**Short task:** Quote each line exactly, from the line that contains "Check that each instance of the puppy's eye" down to the last line of the listing, and no other lines.

(Point annotation records)
☆ ☆ ☆ ☆

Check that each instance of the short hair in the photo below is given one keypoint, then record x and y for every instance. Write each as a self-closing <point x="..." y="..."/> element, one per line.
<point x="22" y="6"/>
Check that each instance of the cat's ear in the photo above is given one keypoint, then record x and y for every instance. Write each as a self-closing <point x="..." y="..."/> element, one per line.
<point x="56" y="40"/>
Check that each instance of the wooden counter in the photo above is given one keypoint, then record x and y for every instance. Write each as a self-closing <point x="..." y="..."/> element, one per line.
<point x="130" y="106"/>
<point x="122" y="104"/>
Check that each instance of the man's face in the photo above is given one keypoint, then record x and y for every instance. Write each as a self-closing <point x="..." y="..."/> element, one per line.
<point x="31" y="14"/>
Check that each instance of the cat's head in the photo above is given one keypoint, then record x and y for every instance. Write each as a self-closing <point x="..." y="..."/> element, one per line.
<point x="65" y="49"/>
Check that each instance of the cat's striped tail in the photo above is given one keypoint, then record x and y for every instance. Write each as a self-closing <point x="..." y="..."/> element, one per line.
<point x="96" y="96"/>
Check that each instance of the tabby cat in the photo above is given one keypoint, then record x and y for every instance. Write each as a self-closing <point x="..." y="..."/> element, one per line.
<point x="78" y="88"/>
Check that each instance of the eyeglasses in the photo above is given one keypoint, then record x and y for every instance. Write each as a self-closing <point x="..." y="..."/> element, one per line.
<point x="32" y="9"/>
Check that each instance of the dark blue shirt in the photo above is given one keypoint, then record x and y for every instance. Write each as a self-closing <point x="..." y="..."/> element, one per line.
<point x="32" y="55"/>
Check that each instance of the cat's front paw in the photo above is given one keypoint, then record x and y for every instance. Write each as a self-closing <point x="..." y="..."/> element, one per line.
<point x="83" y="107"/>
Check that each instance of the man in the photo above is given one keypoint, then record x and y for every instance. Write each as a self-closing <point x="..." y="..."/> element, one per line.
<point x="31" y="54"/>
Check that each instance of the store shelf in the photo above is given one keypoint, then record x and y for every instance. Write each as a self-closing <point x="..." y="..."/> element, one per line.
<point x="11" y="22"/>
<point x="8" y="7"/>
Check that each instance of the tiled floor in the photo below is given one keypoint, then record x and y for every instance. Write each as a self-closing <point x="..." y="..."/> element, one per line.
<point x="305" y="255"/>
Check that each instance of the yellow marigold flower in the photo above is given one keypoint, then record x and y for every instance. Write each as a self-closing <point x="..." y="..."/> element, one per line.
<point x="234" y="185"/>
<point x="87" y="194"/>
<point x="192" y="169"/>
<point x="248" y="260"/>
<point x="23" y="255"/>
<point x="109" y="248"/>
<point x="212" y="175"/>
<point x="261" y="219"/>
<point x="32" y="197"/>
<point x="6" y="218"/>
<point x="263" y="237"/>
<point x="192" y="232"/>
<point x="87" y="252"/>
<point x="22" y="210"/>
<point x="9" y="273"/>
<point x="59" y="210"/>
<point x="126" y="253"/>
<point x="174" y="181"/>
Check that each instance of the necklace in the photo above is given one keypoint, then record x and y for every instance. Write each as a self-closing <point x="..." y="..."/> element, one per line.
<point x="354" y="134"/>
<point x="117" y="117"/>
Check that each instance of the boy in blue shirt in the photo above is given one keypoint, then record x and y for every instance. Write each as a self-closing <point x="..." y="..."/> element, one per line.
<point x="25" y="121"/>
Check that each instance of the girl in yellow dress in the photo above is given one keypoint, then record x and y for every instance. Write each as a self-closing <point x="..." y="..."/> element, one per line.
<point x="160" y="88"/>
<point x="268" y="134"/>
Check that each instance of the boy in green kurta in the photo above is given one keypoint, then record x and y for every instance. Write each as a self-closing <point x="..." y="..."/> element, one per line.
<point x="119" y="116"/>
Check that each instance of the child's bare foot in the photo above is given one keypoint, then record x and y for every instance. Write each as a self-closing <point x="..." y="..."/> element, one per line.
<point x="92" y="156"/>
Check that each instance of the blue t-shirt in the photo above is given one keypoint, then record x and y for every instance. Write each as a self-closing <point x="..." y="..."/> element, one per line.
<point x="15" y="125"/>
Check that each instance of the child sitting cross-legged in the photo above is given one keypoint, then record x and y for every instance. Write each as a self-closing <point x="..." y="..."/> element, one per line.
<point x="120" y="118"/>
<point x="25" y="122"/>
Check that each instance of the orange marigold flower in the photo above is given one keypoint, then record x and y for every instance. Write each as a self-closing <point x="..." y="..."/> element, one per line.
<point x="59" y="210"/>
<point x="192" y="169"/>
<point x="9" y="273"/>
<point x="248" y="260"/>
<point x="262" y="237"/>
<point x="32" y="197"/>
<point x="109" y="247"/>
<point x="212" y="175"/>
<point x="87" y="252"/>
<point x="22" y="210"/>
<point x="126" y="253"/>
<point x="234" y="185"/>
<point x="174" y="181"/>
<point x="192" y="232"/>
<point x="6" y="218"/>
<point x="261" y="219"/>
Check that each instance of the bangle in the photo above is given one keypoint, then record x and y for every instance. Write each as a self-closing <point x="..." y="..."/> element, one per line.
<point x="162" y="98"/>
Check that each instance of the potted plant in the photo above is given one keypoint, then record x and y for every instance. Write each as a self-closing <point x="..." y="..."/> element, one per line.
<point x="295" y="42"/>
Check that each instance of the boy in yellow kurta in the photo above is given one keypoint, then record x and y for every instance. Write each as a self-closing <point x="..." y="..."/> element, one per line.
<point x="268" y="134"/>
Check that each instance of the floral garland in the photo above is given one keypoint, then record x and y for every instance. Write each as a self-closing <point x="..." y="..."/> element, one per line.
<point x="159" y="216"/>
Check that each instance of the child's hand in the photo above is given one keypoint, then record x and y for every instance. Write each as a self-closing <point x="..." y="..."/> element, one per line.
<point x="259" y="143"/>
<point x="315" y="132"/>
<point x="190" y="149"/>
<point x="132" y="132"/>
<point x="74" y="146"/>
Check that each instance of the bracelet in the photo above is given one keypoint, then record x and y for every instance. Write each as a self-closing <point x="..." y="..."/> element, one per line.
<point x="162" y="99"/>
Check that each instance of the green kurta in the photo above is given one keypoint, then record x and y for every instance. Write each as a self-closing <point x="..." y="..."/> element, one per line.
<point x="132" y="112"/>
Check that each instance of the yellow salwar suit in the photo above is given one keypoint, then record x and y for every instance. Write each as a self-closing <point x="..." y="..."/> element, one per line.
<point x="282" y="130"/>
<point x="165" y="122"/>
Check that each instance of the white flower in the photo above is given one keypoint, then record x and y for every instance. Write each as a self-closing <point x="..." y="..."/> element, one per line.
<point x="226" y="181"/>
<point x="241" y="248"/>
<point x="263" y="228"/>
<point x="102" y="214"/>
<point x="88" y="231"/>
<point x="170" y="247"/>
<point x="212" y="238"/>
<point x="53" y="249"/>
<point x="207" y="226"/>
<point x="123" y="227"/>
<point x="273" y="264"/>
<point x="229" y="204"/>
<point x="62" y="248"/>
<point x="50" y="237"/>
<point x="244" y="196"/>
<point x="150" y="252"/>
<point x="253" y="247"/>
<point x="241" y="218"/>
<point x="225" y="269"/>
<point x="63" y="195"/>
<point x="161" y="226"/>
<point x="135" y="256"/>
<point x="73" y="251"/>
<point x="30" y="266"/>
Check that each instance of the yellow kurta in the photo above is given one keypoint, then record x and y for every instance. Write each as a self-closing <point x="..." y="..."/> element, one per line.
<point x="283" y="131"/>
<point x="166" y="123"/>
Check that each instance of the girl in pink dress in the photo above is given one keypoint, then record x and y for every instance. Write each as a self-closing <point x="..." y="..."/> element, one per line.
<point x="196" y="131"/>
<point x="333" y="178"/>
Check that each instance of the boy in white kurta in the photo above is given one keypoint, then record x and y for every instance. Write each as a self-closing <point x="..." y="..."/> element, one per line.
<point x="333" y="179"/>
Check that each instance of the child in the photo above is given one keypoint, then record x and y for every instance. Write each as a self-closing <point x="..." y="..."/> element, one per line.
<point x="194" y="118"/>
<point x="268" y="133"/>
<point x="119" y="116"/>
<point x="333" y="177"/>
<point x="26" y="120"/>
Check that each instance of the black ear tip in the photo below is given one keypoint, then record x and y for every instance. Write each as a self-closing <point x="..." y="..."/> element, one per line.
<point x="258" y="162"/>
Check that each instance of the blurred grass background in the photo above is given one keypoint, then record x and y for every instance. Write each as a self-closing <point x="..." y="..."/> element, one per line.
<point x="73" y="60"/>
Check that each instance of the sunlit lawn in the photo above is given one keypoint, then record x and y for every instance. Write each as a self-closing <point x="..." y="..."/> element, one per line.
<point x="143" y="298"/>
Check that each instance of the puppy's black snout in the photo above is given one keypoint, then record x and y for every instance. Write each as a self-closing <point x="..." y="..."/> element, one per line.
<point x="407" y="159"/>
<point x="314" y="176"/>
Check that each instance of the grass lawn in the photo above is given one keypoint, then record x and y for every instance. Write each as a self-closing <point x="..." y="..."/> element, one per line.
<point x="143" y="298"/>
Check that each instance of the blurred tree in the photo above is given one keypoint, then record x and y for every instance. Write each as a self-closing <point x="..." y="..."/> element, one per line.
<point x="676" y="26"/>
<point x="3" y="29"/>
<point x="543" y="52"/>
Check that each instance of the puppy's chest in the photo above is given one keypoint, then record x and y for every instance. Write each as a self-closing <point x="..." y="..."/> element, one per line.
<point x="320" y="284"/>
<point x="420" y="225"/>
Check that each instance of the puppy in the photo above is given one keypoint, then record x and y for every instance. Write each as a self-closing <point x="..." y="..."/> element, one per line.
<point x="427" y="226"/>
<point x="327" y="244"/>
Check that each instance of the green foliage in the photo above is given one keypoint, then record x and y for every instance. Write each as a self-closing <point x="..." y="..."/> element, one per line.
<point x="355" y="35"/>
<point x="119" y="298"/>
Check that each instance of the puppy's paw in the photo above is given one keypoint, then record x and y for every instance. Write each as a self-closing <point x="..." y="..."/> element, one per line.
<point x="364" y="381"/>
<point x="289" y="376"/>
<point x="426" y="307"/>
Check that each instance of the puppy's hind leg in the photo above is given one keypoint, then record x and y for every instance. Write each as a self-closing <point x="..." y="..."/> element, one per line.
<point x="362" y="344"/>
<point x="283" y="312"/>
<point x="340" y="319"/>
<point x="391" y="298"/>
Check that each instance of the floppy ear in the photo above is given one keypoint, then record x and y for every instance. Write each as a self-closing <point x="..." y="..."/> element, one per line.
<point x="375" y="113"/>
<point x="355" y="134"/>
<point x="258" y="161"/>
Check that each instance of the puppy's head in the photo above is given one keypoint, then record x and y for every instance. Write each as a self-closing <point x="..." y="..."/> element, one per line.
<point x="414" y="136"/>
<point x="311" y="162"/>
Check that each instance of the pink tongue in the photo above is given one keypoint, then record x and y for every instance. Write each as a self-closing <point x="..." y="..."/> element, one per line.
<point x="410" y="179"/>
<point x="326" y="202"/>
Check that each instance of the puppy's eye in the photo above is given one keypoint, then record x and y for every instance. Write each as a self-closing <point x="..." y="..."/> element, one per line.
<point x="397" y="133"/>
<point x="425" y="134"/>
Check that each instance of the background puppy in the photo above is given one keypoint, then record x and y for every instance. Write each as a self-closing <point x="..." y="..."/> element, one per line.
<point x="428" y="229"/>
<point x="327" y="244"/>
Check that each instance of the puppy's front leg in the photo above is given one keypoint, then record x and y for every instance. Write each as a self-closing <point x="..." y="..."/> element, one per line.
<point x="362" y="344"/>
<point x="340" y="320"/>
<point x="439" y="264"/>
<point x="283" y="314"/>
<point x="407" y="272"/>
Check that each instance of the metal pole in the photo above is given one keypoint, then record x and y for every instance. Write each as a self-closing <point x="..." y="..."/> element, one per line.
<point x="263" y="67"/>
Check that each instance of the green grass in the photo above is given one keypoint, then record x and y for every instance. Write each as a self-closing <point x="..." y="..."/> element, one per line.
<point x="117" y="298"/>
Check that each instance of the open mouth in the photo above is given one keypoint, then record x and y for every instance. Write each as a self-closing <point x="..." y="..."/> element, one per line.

☆ ☆ ☆ ☆

**Exercise result:**
Check that each instance of the puppy's eye in the photo above is given one keypoint, then record x and y for every instance. Write each as a self-closing <point x="..." y="..."/> element, one per line.
<point x="397" y="133"/>
<point x="425" y="134"/>
Check that each instance of the background puppy in the photo above is given one keypoint, then record x and y for every instance. Write each as a self-closing <point x="..." y="..."/> element, one per line.
<point x="428" y="229"/>
<point x="327" y="244"/>
Check that each instance of the puppy's front leg in the photo above is given one keypoint, then record x and y for every instance. Write each as a self-closing <point x="..." y="..."/> element, one per line.
<point x="362" y="344"/>
<point x="340" y="320"/>
<point x="439" y="264"/>
<point x="283" y="314"/>
<point x="407" y="272"/>
Check that each instance of the metal pole in the photo above is given one keypoint, then record x and y for every instance. Write each as a self-closing <point x="..." y="..."/> element, one per line.
<point x="263" y="67"/>
Check that each instance of the green grass in the photo above is given one keypoint, then record x and y for every instance. Write each as a self-closing <point x="..." y="..."/> element, one per line.
<point x="117" y="298"/>
Check that each instance of the open mouth in the photo above is given one keypoint, then record x and y for every instance. Write each as a self-closing <point x="..." y="..."/> element, one per line.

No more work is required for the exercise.